Bounding-box records:
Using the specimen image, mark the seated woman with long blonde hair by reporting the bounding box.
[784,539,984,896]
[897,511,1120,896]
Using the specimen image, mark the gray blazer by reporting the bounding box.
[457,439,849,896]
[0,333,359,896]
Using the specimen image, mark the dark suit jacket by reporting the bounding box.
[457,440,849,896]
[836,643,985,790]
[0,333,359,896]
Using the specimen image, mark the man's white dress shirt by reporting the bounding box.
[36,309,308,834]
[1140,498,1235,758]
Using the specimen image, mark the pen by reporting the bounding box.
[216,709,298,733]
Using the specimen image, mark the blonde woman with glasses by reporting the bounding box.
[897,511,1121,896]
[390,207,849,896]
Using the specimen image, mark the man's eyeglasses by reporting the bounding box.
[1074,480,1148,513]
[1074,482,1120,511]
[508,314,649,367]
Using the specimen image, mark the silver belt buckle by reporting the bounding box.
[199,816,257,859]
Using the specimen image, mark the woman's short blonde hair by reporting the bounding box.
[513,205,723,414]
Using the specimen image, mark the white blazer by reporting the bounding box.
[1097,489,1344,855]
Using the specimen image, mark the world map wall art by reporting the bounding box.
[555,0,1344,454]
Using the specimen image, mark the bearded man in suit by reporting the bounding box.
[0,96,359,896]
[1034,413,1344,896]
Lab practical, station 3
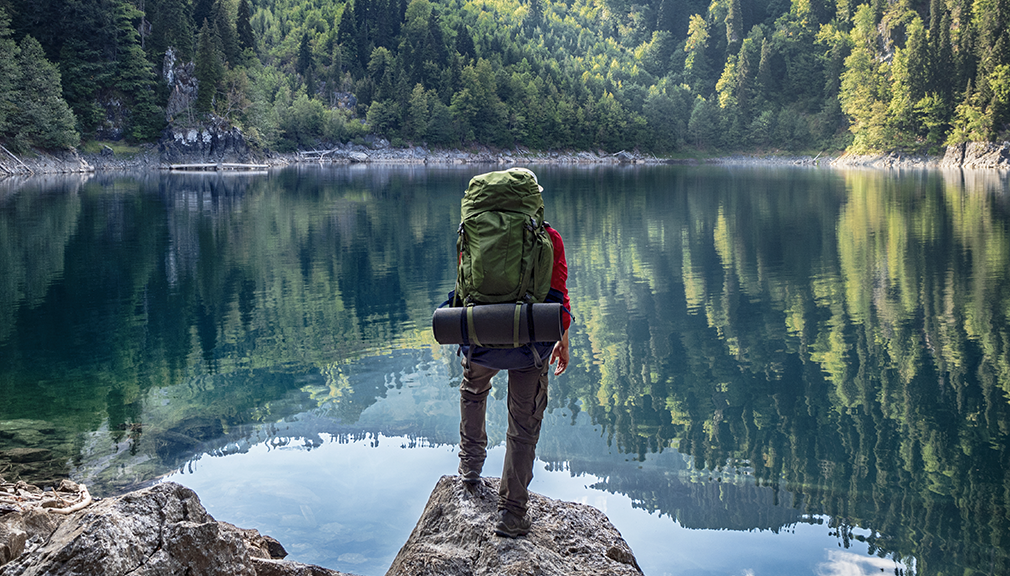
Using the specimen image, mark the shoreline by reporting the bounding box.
[0,138,1010,175]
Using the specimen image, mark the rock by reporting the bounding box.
[162,46,199,122]
[0,482,359,576]
[0,448,53,463]
[944,141,1010,169]
[940,142,966,168]
[386,476,641,576]
[614,150,634,164]
[158,122,250,164]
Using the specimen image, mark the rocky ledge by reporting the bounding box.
[386,476,641,576]
[0,476,641,576]
[0,481,355,576]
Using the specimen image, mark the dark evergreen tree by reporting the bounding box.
[0,8,21,134]
[146,0,195,63]
[211,0,240,64]
[235,0,256,52]
[456,23,477,60]
[192,0,217,36]
[355,0,372,69]
[194,20,224,112]
[336,4,364,76]
[12,36,80,150]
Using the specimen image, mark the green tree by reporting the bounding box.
[13,36,80,150]
[838,4,892,152]
[194,20,225,112]
[0,8,21,134]
[235,0,257,52]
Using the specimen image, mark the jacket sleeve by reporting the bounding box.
[547,226,572,330]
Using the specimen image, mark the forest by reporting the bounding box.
[0,0,1010,155]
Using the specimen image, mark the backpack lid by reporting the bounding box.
[462,168,543,219]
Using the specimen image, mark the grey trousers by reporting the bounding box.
[460,357,550,516]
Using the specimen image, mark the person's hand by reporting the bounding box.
[550,330,569,376]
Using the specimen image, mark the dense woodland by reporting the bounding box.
[0,0,1010,154]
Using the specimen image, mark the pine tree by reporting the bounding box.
[147,0,195,62]
[194,20,224,112]
[13,35,81,150]
[456,22,477,60]
[212,0,239,64]
[0,8,21,134]
[235,0,256,52]
[336,4,364,75]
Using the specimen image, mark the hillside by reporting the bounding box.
[0,0,1010,154]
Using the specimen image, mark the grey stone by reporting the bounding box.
[0,482,357,576]
[386,476,641,576]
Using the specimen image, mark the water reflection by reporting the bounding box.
[0,167,1010,574]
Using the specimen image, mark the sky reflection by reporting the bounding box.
[166,434,903,576]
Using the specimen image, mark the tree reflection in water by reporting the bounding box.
[0,167,1010,574]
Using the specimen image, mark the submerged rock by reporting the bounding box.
[386,476,641,576]
[0,482,359,576]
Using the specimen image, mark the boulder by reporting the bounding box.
[0,482,359,576]
[158,121,250,164]
[386,476,641,576]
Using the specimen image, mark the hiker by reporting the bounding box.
[457,169,572,538]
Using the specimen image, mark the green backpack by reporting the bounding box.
[452,168,554,306]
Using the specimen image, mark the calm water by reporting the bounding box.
[0,167,1010,576]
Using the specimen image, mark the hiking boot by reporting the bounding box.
[495,510,532,538]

WHAT YOU ARE ASKED TO DO => Copy all of the data above word for word, leaving out the pictures.

FULL RESPONSE =>
Using the specimen image, mark the seated woman with long blonde hair by reporting the bounding box.
[784,539,984,896]
[897,511,1120,896]
Using the specimen image, mark the gray blazer by reporting the bounding box.
[457,439,849,896]
[0,333,359,896]
Using the specimen image, mark the dark suit jacket by reporting the bounding box.
[457,440,849,896]
[836,643,985,790]
[0,333,359,896]
Using the specimen image, mark the man's white dress shirt by reporting the bounding box.
[36,309,308,834]
[1140,498,1235,758]
Using the specimen image, mark the pen by reporting the bounding box.
[216,709,298,733]
Using the specimen image, mark the blonde woman with glasses by reporting the bounding box.
[897,511,1121,896]
[390,207,849,896]
Using the specimen image, mark the man's eyeglasses by reporting the bounding box.
[1074,480,1148,513]
[1074,482,1120,511]
[508,314,649,367]
Using the specimen image, mark the silver belt buckle by reporting the bounding box.
[199,816,257,859]
Using the specimen image, mark the woman's short blonde hair by reporting the bounding box.
[513,205,723,414]
Using the specimen image, mark the white blazer by reporting the bounding box.
[1097,489,1344,855]
Using the specimen image, mark the world map wall art by reporting the bounding box.
[555,0,1344,454]
Using the specimen image, mark the bearded man in suit by reporting the bounding box.
[0,96,359,896]
[1034,413,1344,896]
Lab practical, station 3
Using the specimen image, mark the shoreline by reporting the bounding box.
[0,138,1010,175]
Using the specimen image, mark the rock by reporting the bounding box.
[162,46,199,122]
[0,482,359,576]
[0,448,53,463]
[944,141,1010,169]
[940,142,966,168]
[386,476,641,576]
[614,150,634,164]
[158,122,250,164]
Using the specimen image, mark the rocky ledge by reporting the bounding box.
[386,476,641,576]
[0,476,641,576]
[0,481,355,576]
Using the specimen image, mark the dark evergreen tree by reporting the bounding box.
[0,8,21,134]
[146,0,195,63]
[211,0,240,64]
[235,0,256,52]
[456,23,477,60]
[192,0,217,36]
[355,0,372,69]
[194,20,224,112]
[336,4,364,76]
[12,36,80,150]
Using the specimen image, mark the green tree by reporting the bounding box.
[13,36,80,150]
[838,4,892,152]
[194,20,225,112]
[0,8,21,134]
[235,0,257,52]
Using the specimen image, mark the jacket sleeve by reporting the bounding box.
[547,226,572,330]
Using the specimen image, mark the forest by reporting the bounding box.
[0,0,1010,155]
Using the specimen image, mark the backpack lid by reporting the bounding box.
[462,168,543,219]
Using the specimen image, mark the grey trousers by reporting the bounding box.
[460,357,550,516]
Using the specimen image, mark the person's hand by reporting the bounding box.
[550,330,569,376]
Using the specimen image, mark the dense woodland by reporting the bounding box.
[0,0,1010,154]
Using the specimen image, mark the pine tree by reporting the bounding box.
[147,0,195,62]
[194,20,224,112]
[13,35,81,150]
[456,22,477,60]
[212,0,239,64]
[0,8,21,134]
[235,0,256,52]
[336,4,364,75]
Using the specimen image, mark the hillside by reporting the bounding box.
[0,0,1010,154]
Using the specimen image, mark the grey stone by reporting the bounding box.
[0,482,357,576]
[386,476,641,576]
Using the specimen image, mark the water reflection by reporting the bounding box.
[0,167,1010,574]
Using the specimen image, mark the sky reflection by reporting the bounding box.
[166,434,903,576]
Using the specimen image, mark the tree reflection in water by reporting the bounding box.
[0,167,1010,574]
Using the specimen image, mark the submerged rock by reporting the bounding box.
[386,476,641,576]
[0,482,359,576]
Using the specimen image, mark the boulder by reporting the bounding box.
[0,482,359,576]
[158,121,250,164]
[386,476,641,576]
Using the specimen image, mark the hiker by reporting the bounding box.
[457,169,572,538]
Using the specimen image, mark the green backpack by reporting the bounding box.
[452,168,554,306]
Using the specimen image, mark the calm water by reporting the bounding box.
[0,167,1010,576]
Using the specimen image, mark the hiking boot by reporting the bounding box.
[495,510,532,538]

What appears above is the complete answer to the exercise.